Certaine d'être "en bonne position", la BCE ne bronchera pas malgré les menaces de Donald Trump

Christine Lagarde, présidente de la Banque centrale européenne (BCE), arrive pour présenter le rapport annuel 2024 de la banque au Parlement européen, à Strasbourg, dans l'est de la France, le 10 février 2025. - FREDERICK FLORIN / AFP
La Banque centrale européenne (BCE) devrait maintenir ses taux inchangés ce jeudi 24 juillet, après sept baisses consécutives, malgré la menace du président Trump d'imposer une lourde surtaxe sur les importations en provenance de l'Union européenne, estiment les observateurs.
Depuis la mi-juin, son principal taux -de rémunération des dépôts- se sitiue à 2%.
Christine Lagarde, présidente de l'institution, avait prévenu en juin que la BCE était arrivée "à la fin d'un cycle de politique monétaire ", après avoir dû contrer les chocs successifs du Covid-19, de la guerre en Ukraine et de la crise énergétique, qui avaient alimenté une forte poussée inflationniste.
Ce cycle avait vu les gardiens de l'euro augmenter drastiquement les taux d'intérêt pendant deux ans pour contenir les hausses de prix avant de relâcher la bride depuis juin 2024 pour accompagner la stabilisation de l'inflation.
L'inflation a très légèrement progressé en juin dans la zone euro, à 2% sur un an, après 1,9% en mai, mais reste en ligne avec l'objectif de la BCE.

§ **VOTRE TÂCHE**:
Pouvez-vous réécrire le passage de l'article sur la BCE allant de « Christine Lagarde, présidente de la » jusqu'à « forte poussée inflationniste. » inclus, en remplaçant « institution » par « organisation » ? Les enregistrements ci-dessous proviennent d'une autre source.

§ **SECTION DONNÉES**:
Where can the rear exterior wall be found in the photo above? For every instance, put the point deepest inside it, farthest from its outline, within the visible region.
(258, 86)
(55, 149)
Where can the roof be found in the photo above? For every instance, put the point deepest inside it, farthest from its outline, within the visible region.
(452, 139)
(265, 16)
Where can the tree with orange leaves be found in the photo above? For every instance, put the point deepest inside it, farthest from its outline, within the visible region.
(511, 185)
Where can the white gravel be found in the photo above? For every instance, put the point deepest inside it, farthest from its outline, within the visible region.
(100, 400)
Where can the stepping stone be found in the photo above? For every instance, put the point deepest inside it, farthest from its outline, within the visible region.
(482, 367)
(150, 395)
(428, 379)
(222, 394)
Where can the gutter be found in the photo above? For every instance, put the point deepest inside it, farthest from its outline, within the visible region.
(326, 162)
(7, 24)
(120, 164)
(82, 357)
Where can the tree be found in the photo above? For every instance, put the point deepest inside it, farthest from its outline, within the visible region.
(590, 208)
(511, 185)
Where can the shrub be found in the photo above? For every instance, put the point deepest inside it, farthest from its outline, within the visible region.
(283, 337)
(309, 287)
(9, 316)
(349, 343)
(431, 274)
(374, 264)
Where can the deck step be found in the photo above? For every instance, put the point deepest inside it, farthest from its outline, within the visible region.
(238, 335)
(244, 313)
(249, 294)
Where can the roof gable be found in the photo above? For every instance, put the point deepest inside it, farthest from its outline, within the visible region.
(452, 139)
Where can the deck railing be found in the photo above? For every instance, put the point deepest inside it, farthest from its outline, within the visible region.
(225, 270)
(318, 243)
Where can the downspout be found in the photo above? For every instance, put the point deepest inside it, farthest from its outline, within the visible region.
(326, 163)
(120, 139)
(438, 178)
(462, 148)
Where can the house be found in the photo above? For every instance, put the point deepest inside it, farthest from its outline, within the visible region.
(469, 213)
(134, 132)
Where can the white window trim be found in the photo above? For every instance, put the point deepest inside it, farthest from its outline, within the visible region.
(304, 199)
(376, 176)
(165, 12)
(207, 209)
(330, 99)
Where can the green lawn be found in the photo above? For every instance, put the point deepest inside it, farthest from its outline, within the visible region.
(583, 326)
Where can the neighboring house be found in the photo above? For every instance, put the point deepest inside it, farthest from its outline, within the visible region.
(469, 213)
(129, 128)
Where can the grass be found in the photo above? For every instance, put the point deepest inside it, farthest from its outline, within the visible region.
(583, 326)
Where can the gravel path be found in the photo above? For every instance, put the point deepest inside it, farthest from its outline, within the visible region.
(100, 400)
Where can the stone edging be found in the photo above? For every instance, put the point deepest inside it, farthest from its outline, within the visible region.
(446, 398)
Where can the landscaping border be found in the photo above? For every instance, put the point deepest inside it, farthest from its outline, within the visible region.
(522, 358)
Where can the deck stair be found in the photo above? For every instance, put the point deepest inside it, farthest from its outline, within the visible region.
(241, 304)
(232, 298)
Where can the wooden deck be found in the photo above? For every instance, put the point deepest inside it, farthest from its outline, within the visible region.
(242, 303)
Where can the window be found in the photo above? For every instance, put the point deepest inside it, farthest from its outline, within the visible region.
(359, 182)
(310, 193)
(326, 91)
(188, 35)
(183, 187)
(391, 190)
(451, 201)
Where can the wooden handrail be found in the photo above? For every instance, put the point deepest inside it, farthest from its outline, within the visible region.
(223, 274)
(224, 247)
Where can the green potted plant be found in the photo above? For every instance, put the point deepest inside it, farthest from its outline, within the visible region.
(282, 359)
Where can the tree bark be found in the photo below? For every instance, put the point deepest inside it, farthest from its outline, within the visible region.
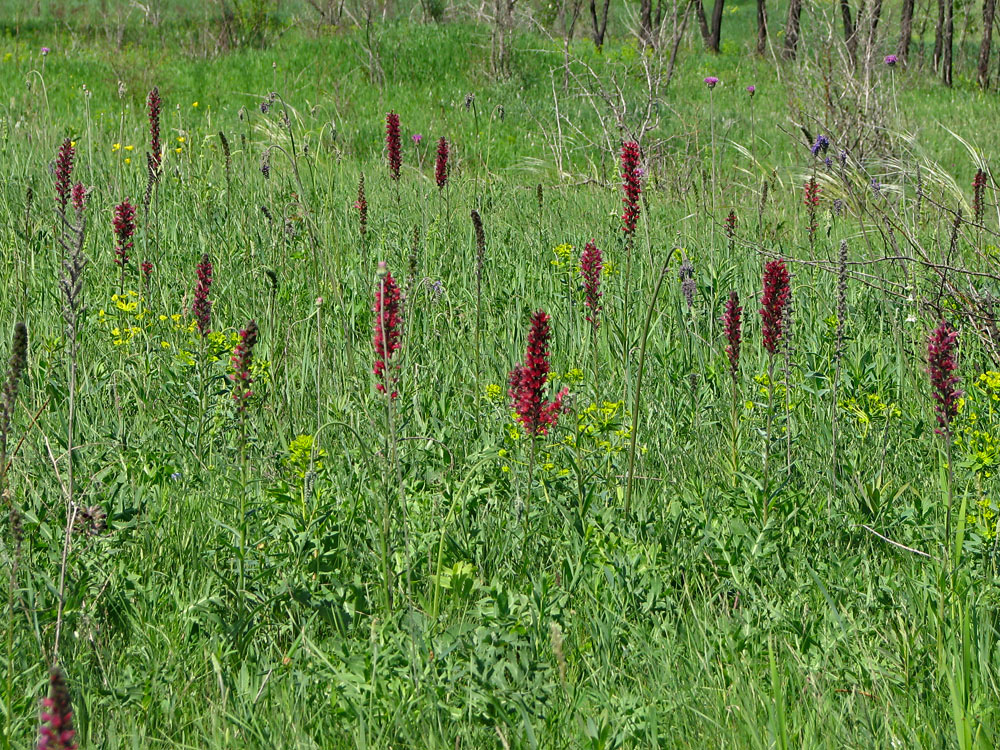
(600, 26)
(905, 30)
(792, 29)
(989, 10)
(949, 33)
(939, 37)
(761, 27)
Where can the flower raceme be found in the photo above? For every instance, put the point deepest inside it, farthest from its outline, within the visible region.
(64, 171)
(527, 381)
(631, 186)
(241, 360)
(388, 327)
(776, 294)
(591, 265)
(393, 145)
(733, 325)
(124, 226)
(441, 165)
(202, 307)
(56, 732)
(941, 368)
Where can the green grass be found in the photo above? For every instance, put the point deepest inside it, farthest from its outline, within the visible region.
(237, 597)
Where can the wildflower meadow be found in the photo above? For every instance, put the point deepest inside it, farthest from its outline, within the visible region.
(508, 374)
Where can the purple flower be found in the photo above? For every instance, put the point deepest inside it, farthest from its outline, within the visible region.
(820, 146)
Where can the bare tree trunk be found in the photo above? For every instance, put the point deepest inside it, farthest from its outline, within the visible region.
(989, 10)
(949, 33)
(939, 36)
(792, 29)
(905, 30)
(600, 26)
(716, 36)
(646, 22)
(761, 27)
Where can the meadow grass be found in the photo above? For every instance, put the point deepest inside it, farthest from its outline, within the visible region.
(327, 570)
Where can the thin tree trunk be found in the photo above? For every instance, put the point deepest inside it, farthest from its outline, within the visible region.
(600, 26)
(761, 27)
(989, 10)
(792, 29)
(905, 30)
(716, 38)
(939, 36)
(949, 32)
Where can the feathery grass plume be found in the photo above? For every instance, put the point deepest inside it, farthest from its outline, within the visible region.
(56, 730)
(123, 223)
(978, 190)
(154, 106)
(201, 308)
(732, 324)
(362, 206)
(441, 164)
(591, 265)
(527, 381)
(64, 174)
(242, 360)
(388, 329)
(776, 293)
(685, 274)
(631, 186)
(393, 145)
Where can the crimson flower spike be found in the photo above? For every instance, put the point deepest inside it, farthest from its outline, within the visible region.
(527, 381)
(441, 165)
(591, 265)
(631, 186)
(56, 731)
(941, 368)
(392, 144)
(388, 328)
(775, 296)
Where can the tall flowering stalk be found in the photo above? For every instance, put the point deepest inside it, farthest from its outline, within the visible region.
(202, 306)
(393, 145)
(123, 223)
(387, 330)
(591, 265)
(154, 105)
(441, 164)
(775, 296)
(56, 731)
(631, 187)
(242, 360)
(527, 387)
(941, 366)
(64, 175)
(732, 323)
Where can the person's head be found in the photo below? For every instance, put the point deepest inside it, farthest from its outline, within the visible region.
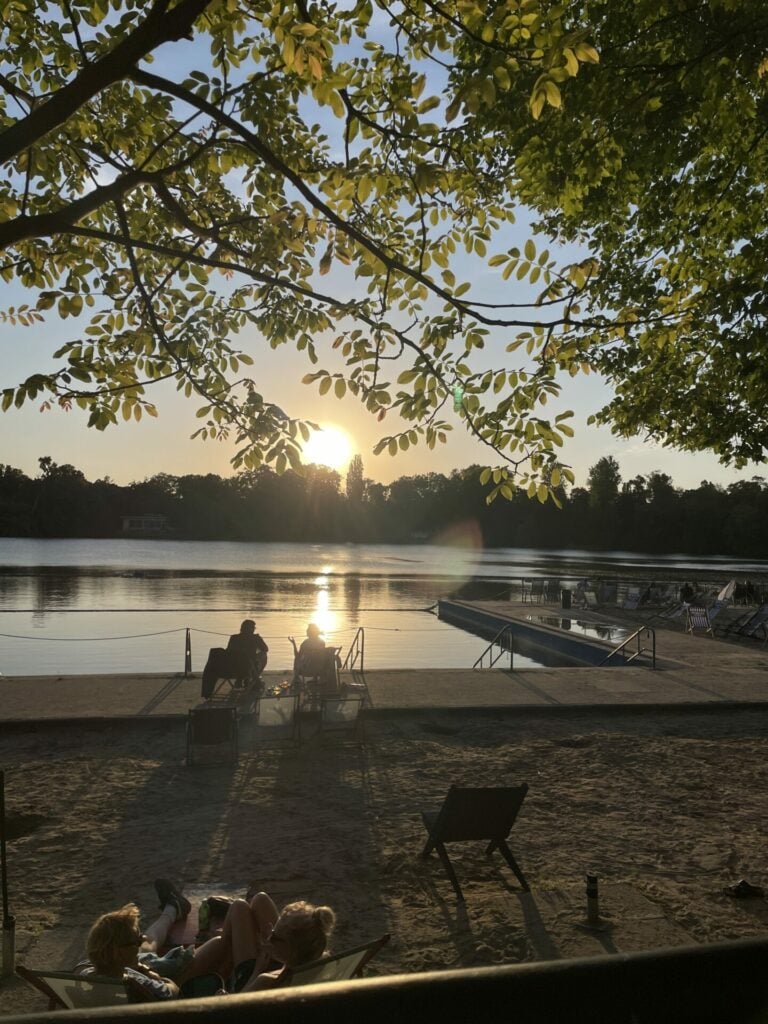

§ **TÂCHE ACCOMPLIE**:
Christine Lagarde, présidente de la Banque centrale européenne (BCE), arrive pour présenter le rapport annuel 2024 de la banque au Parlement européen, à Strasbourg, dans l'est de la France, le 10 février 2025. - FREDERICK FLORIN / AFP
La Banque centrale européenne (BCE) devrait maintenir ses taux inchangés ce jeudi 24 juillet, après sept baisses consécutives, malgré la menace du président Trump d'imposer une lourde surtaxe sur les importations en provenance de l'Union européenne, estiment les observateurs.
Depuis la mi-juin, son principal taux -de rémunération des dépôts- se sitiue à 2%.
Christine Lagarde, présidente de l'organisation, avait prévenu en juin que la BCE était arrivée "à la fin d'un cycle de politique monétaire ", après avoir dû contrer les chocs successifs du Covid-19, de la guerre en Ukraine et de la crise énergétique, qui avaient alimenté une forte poussée inflationniste.